◆ **TEXT PROVIDED**
◇ ◇ ◇ ◇ ◇
I just went stick hunting through my own brushpile and yard. One Hawthorne branch is big enough, but only long enough for a cane. Another one got broken in a violent wind storm this fall, and if it doesn't survive, will make a nice staff. I also had to cut down 2 Red Maple to make room for a fence this late summer. Those will make some nice sticks.

There are several places I found that I want to hike the tree rows, I'll just have to ask permission.


----------



## cobalt

Its usually the best way ,most people are friendly.

I unfortunatly buy most of my shanks but there already seasoned for 2 years and straigtend ,i personnally dislike bent sticks just my taste and oftern tweek one if there is a small bend in it using a hot air gun.

I never strip the bark of a stick ,as i use hazel and chestnue and blackthorn ,i find the colour of the shanks to nice to waste and belive natures packaging is the best. Many here will not agree with me , its just chioce.

Its usually american stickmakers strip the back mayby its the type of bark on there shanks or its just simple preferance .It dos`nt really matter .Main thing is enjoy doing it and see how your type of sticks develop and takes you.

If it works for do it


----------



## Fordj

I like bark, so I'm leaning to not stripping it. Natural sticks is what I have in mind.

I do have old deadwood elm, that has naturally lost its bark. Those are the ones the wife keeps pointing at and saying "make a stick of that for me!" She is half Lakota, and the elm are native, so maybe the wood sings to her. There are almost straight bits of it, with just a slight curve, I 'll try to make her happy.
◇ ◇ ◇ ◇ ◇
◆ **MATERIAL SUPPLIED**

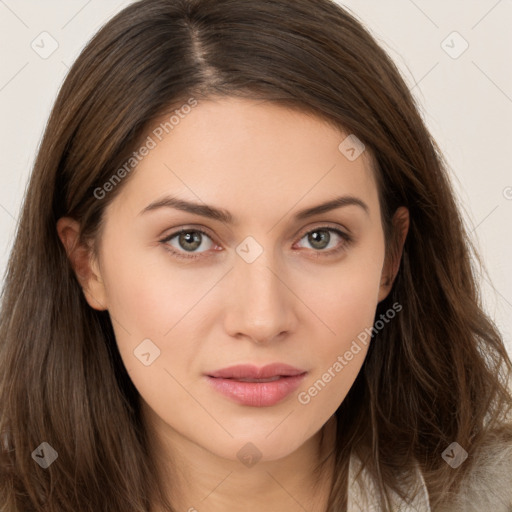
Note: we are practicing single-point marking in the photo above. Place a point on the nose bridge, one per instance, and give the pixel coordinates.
(260, 306)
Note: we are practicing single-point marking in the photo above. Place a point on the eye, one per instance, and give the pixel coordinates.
(322, 240)
(187, 241)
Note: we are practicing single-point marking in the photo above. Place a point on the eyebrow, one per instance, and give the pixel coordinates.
(225, 216)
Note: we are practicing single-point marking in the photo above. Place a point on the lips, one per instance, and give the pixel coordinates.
(256, 387)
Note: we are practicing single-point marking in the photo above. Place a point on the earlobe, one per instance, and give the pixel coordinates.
(85, 266)
(392, 263)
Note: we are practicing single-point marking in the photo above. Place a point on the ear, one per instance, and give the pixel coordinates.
(392, 264)
(83, 262)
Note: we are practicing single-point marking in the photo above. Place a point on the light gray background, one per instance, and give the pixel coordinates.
(466, 102)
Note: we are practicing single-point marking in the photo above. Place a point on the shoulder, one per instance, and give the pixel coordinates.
(488, 484)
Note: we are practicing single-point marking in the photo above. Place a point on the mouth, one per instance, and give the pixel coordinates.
(257, 387)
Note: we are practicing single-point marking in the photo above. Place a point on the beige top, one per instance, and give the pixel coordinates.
(363, 494)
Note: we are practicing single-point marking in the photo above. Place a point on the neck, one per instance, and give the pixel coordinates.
(196, 479)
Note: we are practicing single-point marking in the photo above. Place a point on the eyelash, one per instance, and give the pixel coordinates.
(347, 240)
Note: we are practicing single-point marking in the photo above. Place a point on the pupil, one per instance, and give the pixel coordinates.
(191, 237)
(315, 239)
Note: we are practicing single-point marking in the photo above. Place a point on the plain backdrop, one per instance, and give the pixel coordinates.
(453, 54)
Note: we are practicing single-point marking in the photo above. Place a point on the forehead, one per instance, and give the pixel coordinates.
(251, 156)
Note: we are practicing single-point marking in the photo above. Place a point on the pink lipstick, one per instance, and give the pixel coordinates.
(257, 387)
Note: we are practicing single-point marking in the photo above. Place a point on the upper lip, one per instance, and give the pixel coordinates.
(253, 372)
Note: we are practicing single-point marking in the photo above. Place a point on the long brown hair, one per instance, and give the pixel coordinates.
(437, 374)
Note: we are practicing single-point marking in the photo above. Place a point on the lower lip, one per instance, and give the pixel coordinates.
(257, 394)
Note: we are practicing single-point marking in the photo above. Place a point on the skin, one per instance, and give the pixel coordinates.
(293, 304)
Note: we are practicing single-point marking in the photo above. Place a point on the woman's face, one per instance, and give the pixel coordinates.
(262, 283)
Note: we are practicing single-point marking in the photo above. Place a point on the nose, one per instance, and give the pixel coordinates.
(262, 304)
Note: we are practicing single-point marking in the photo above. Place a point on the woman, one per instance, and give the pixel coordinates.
(241, 282)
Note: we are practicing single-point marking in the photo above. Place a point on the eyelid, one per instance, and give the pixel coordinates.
(340, 231)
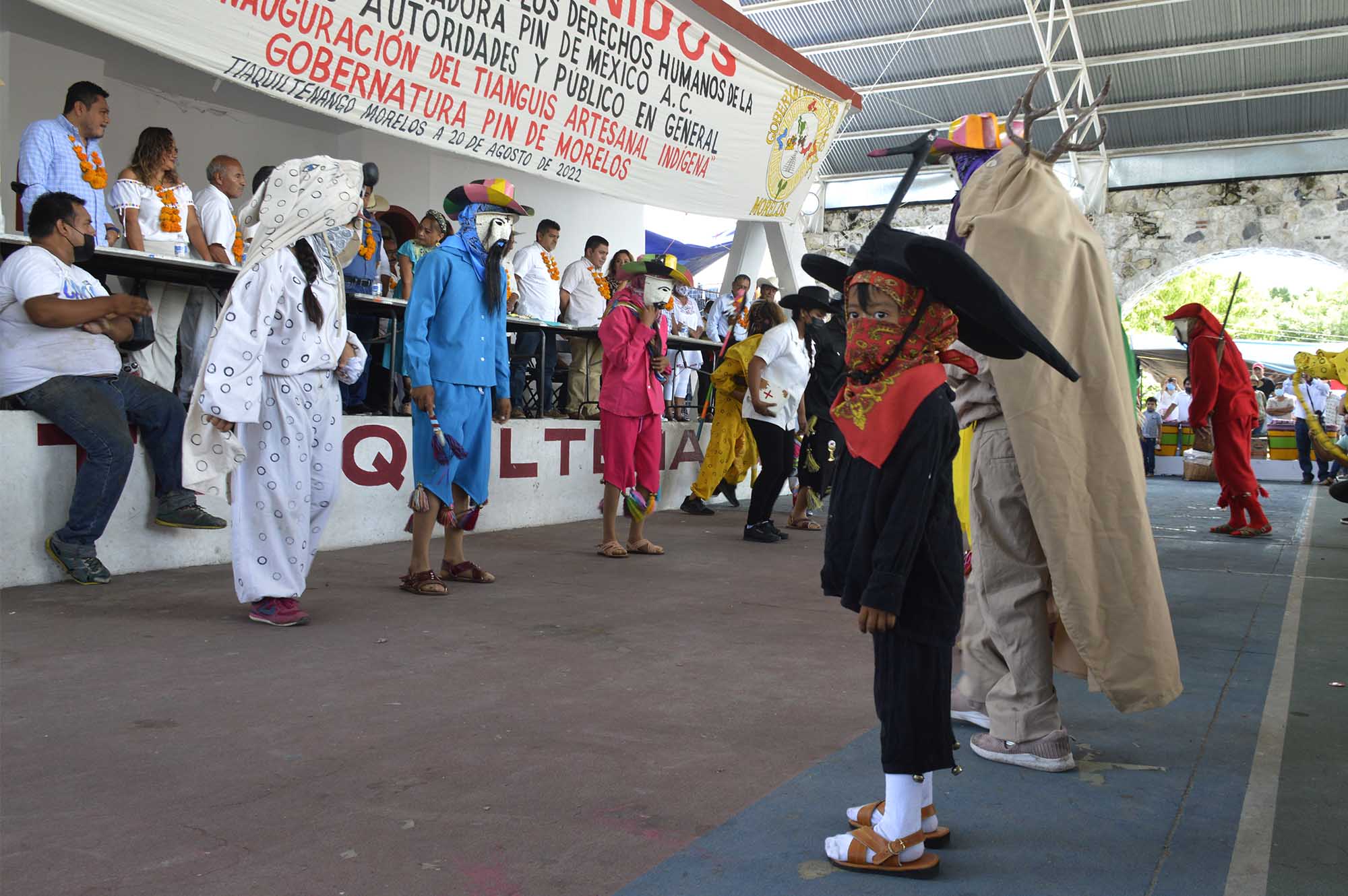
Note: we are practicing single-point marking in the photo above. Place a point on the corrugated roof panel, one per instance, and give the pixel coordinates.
(1244, 69)
(1169, 25)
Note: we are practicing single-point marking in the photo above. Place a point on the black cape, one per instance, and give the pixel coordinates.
(893, 544)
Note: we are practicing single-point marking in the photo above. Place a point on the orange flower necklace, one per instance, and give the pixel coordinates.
(602, 282)
(238, 249)
(91, 168)
(552, 266)
(171, 220)
(367, 250)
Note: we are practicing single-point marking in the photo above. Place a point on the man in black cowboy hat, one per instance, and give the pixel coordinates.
(893, 548)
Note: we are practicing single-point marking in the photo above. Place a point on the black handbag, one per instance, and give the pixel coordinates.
(142, 331)
(142, 335)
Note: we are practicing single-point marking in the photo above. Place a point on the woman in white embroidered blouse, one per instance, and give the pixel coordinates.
(157, 214)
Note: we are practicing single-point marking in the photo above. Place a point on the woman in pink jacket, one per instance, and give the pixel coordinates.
(632, 397)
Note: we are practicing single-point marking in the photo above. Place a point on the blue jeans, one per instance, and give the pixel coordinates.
(1304, 449)
(96, 412)
(528, 344)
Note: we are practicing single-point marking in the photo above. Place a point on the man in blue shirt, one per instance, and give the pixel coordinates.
(456, 355)
(64, 156)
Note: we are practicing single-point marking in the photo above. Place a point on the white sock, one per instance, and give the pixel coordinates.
(904, 804)
(928, 824)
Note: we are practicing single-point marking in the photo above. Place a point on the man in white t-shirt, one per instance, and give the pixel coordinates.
(539, 281)
(1316, 394)
(684, 321)
(226, 183)
(586, 294)
(59, 339)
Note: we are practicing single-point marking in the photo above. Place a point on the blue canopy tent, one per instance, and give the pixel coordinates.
(695, 258)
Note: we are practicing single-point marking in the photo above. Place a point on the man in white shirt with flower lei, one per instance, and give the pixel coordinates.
(215, 203)
(63, 156)
(586, 294)
(539, 280)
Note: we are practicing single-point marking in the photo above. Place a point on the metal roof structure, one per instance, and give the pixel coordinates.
(1186, 75)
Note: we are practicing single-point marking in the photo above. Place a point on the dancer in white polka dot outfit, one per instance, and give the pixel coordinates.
(270, 387)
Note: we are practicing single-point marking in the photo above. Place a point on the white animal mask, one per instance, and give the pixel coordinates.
(658, 290)
(495, 228)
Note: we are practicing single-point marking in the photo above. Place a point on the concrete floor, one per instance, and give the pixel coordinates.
(690, 724)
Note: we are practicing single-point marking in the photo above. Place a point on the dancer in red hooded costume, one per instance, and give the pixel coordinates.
(1222, 390)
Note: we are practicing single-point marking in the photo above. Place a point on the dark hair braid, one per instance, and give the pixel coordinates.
(309, 265)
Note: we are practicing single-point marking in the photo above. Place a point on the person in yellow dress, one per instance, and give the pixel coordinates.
(731, 451)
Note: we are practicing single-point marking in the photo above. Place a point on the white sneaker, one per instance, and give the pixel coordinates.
(1048, 754)
(966, 711)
◇ ◇ ◇ ◇ ◇
◆ **EXERCISE TASK A**
Scale the part of the entries that opens with the line containing "the blue canopy" and closes with the line containing "(1222, 390)". Write out every line of that part again, requests included, with each point coordinate in the answers multiplied by 1.8 and rounded to a whole number, halves rounded up.
◆ **EXERCISE TASK B**
Pick up the stick-making thread where it stops and continue it.
The entries have nothing to do with the stick-making thread.

◆ **REPLY A**
Note: we are practicing single-point marking in the photo above. Place a point on the blue canopy tent, one per instance, and give the pixel coordinates.
(1251, 464)
Note: we are practicing single-point marking in the photo above. Place a point on the man in white shirt with flower lei, one per instance, and give the pixel coordinates.
(387, 365)
(113, 281)
(1055, 529)
(970, 504)
Note: we are practicing single-point marking in the photo above. Place a point on the metal roof structure, one per instance, and give the pixel coordinates.
(2135, 135)
Note: we are practicing single-point marking in the photo above. Place a point on the dancer in white polka dot outfit, one per instance, and give the pixel coordinates.
(486, 697)
Note: we are practicing single-point marking in the photo above. Place a point on the white animal mask, one per instance, and give the pixel coordinates.
(1184, 522)
(891, 410)
Note: we are practicing single-point marking in the photo above. Place a point on the concrete floor, one per instance, and give the pixel coordinates.
(1242, 1303)
Note: we are practicing single-point marking in the photo above. Place a point on the dancer in red hooded costume, one per instance, and give the pixel coordinates.
(2200, 702)

◆ **REPLY B**
Of course, she hasn't seen Sakakwea Silver Buffaloberry, or Oahe Hackberry, (Neither have I), but I know where to go at least see if they will make good sticks. I have seen ( and eaten) Buffaloberry, but I wasn't paying attention to the wood, just the berries. They are tall, dense shrubs, 10 feet tall at the highest. The Hackberry is a mystery as of yet, but two arboretums have examples of them.

I forgot to mention earlier in my stick hunting post, I also have a lower branch of Juniper, about 6 feet long, nearly uniform 1 1/2" diameter. It is still amazingly flexible, even though I pruned it just last summer. I've wanted to make some Gin of the berries, but don't know how to ferment them, and don't have the equipment to distill from the fermentation. Of all the Spirits, Gin is my favorite. It doesn't kick my head the next morning.


----------



## cobalt

i am not familar with a lot of wood you have and use over there but there are plenty of people here who could tell you more about them.

But there are plenty of reciepes on the web using juniper berries for flavouring

The berries you metined i know nothing about them i have never heard of them but will probably look them up.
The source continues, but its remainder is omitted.